— start of SUPPLIED MATERIAL —
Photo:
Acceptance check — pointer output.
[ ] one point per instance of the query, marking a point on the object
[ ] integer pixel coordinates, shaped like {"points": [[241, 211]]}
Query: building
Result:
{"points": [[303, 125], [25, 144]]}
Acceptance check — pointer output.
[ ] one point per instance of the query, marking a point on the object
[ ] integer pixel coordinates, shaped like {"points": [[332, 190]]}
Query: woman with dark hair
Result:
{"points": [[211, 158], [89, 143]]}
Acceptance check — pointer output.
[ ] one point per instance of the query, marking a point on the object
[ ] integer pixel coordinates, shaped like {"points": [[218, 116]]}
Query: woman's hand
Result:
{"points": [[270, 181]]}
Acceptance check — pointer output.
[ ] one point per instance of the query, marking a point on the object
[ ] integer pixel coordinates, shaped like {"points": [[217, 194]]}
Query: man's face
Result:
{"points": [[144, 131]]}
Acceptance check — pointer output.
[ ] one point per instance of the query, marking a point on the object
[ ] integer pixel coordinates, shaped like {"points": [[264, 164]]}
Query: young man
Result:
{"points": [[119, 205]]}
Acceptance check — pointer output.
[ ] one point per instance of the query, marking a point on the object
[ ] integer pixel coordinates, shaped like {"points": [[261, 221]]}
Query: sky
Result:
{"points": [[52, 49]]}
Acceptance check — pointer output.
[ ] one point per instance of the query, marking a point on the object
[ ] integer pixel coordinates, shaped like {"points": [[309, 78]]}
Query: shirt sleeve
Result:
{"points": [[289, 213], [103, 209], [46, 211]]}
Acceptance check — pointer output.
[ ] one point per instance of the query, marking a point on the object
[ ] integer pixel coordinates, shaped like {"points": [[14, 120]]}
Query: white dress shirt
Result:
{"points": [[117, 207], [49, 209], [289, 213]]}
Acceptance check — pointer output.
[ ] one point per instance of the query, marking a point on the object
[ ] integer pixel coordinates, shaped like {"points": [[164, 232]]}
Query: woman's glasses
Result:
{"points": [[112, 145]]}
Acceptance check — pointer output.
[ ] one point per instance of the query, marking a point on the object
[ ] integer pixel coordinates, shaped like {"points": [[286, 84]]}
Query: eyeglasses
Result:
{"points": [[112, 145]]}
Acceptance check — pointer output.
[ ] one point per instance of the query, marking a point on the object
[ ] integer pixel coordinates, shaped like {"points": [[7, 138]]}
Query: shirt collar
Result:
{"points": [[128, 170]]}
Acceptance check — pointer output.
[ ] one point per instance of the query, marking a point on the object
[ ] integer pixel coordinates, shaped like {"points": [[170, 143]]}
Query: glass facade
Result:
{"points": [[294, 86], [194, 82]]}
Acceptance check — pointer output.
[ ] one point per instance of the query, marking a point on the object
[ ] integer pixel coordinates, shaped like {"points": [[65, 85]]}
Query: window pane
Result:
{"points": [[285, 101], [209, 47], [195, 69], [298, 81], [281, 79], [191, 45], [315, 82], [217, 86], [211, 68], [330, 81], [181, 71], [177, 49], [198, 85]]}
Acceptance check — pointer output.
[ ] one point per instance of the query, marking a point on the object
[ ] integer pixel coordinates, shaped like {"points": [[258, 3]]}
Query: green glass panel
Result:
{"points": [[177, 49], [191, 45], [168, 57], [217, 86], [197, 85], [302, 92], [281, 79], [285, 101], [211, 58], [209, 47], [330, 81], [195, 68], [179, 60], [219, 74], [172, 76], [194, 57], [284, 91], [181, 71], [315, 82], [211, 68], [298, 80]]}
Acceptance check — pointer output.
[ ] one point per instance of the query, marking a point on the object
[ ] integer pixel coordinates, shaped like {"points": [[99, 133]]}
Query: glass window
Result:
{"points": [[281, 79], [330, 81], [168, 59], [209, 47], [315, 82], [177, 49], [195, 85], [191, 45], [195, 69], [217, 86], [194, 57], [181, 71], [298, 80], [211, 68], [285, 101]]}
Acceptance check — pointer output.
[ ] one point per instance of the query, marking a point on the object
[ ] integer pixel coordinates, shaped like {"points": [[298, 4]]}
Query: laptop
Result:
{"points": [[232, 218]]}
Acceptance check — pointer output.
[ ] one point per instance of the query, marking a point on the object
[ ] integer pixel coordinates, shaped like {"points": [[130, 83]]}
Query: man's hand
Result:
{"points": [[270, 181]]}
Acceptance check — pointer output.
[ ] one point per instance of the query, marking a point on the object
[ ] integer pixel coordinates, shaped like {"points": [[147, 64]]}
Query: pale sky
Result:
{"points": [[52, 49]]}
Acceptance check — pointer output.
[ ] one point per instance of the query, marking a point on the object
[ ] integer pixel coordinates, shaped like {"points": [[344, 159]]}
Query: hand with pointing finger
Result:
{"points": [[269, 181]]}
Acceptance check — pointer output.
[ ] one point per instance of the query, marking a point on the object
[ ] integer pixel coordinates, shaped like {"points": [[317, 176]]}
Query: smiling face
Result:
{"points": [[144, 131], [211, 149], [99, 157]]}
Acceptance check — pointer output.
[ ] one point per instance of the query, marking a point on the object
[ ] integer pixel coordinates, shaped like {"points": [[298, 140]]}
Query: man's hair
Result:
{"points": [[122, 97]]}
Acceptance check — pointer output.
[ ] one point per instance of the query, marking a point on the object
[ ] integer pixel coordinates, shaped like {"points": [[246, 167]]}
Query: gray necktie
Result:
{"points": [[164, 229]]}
— end of SUPPLIED MATERIAL —
INSTRUCTIONS FOR THE TASK:
From the listing above, extract all records word for word.

TASK OUTPUT:
Photo:
Acceptance check — pointer output.
[ ] one point per instance of the query, marking a point on the object
[ ] integer pixel coordinates, shaped like {"points": [[241, 211]]}
Query: building
Result:
{"points": [[303, 125], [25, 144]]}
Acceptance check — pointer output.
[ ] one point per instance of the query, marking a point on the object
[ ] integer pixel coordinates, shaped like {"points": [[332, 190]]}
Query: woman with dark hair
Result:
{"points": [[211, 158], [89, 143]]}
Acceptance check — pointer output.
[ ] one point per instance of the query, marking a point on the object
[ ] integer pixel coordinates, shaped like {"points": [[218, 116]]}
Query: woman's hand
Result:
{"points": [[270, 181]]}
Acceptance check — pointer output.
[ ] one point per instance of the query, marking a point on the object
[ ] integer pixel coordinates, shaped like {"points": [[217, 194]]}
Query: man's face
Result:
{"points": [[144, 131]]}
Acceptance check — pointer output.
[ ] one point per instance of the query, marking a point on the object
[ ] integer pixel coordinates, shaped like {"points": [[264, 164]]}
Query: young man
Result:
{"points": [[119, 205]]}
Acceptance check — pointer output.
[ ] one point per instance of the query, marking a point on the object
[ ] integer pixel coordinates, shaped like {"points": [[261, 221]]}
Query: sky
Result:
{"points": [[52, 49]]}
Acceptance check — pointer output.
[ ] one point per instance of the query, marking a point on the object
[ ] integer pixel coordinates, shaped like {"points": [[309, 78]]}
Query: shirt sleeve
Result:
{"points": [[289, 213], [103, 209], [46, 211]]}
Acceptance check — pointer output.
[ ] one point per instance of the query, marking a point on the object
[ ] integer pixel coordinates, shaped like {"points": [[14, 120]]}
Query: white dress shirt
Result:
{"points": [[117, 207], [49, 209], [289, 213]]}
Acceptance check — pointer output.
[ ] one point per instance of the query, marking a point on the object
[ ] integer pixel coordinates, shaped like {"points": [[164, 232]]}
Query: woman's glasses
Result:
{"points": [[112, 145]]}
Acceptance check — pointer output.
[ ] one point per instance of the query, marking a point on the object
[ ] integer pixel coordinates, shaped like {"points": [[286, 84]]}
Query: eyeglasses
Result:
{"points": [[112, 145]]}
Acceptance check — pointer output.
[ ] one point per instance of the query, marking a point on the object
[ ] integer pixel coordinates, shaped like {"points": [[7, 138]]}
Query: shirt collar
Result:
{"points": [[128, 170]]}
Acceptance check — pointer output.
[ ] one point per instance of the query, marking a point on the object
[ ] integer pixel coordinates, shaped like {"points": [[170, 143]]}
Query: glass facade
Result:
{"points": [[294, 86], [194, 82]]}
Acceptance check — pointer output.
[ ] one point per instance of the query, marking a point on the object
[ ] integer pixel coordinates, shaped like {"points": [[65, 85]]}
Query: window pane
Result:
{"points": [[285, 101], [209, 47], [195, 69], [298, 81], [281, 79], [191, 45], [315, 82], [217, 86], [211, 68], [330, 81], [181, 71], [177, 49], [198, 85]]}
Acceptance check — pointer output.
[ ] one point per instance of the query, marking a point on the object
[ ] integer pixel coordinates, shaped like {"points": [[258, 3]]}
Query: green glass panel
Result:
{"points": [[177, 49], [191, 45], [168, 57], [217, 86], [197, 85], [302, 92], [281, 79], [285, 101], [211, 58], [209, 47], [330, 81], [195, 68], [179, 60], [219, 74], [172, 76], [194, 57], [284, 91], [181, 71], [315, 82], [211, 68], [298, 80]]}
Acceptance check — pointer output.
[ ] one point per instance of the query, marking a point on the object
[ ] integer pixel coordinates, shaped like {"points": [[99, 133]]}
Query: glass window
Result:
{"points": [[281, 79], [330, 81], [168, 59], [209, 47], [315, 82], [177, 49], [195, 85], [191, 45], [195, 69], [217, 86], [194, 57], [181, 71], [298, 80], [211, 68], [285, 101]]}
Acceptance check — pointer output.
[ ] one point per instance of the query, marking a point on the object
[ ] integer pixel coordinates, shaped like {"points": [[298, 4]]}
Query: laptop
Result:
{"points": [[232, 218]]}
Acceptance check — pointer output.
[ ] one point per instance of the query, marking a point on the object
[ ] integer pixel coordinates, shaped like {"points": [[130, 83]]}
Query: man's hand
Result:
{"points": [[270, 181]]}
Acceptance check — pointer output.
[ ] one point per instance of the query, marking a point on the object
[ ] integer pixel coordinates, shaped like {"points": [[147, 64]]}
Query: pale sky
Result:
{"points": [[52, 49]]}
Acceptance check — pointer output.
[ ] one point per instance of the query, marking a point on the object
[ ] integer pixel coordinates, shaped like {"points": [[344, 159]]}
Query: hand with pointing finger
Result:
{"points": [[269, 181]]}
Acceptance check — pointer output.
[ ] one point per instance of the query, marking a point on the object
[ ] integer pixel coordinates, shaped like {"points": [[317, 176]]}
Query: smiling face
Result:
{"points": [[144, 131], [211, 149], [99, 157]]}
Acceptance check — pointer output.
[ ] one point per instance of the query, marking a point on the object
[ ] integer pixel coordinates, shaped like {"points": [[298, 140]]}
Query: man's hair
Result:
{"points": [[122, 97]]}
Acceptance check — pointer output.
[ ] one point per instance of the query, marking a point on the object
[ ] integer pixel coordinates, shaped like {"points": [[246, 167]]}
Query: gray necktie
Result:
{"points": [[164, 229]]}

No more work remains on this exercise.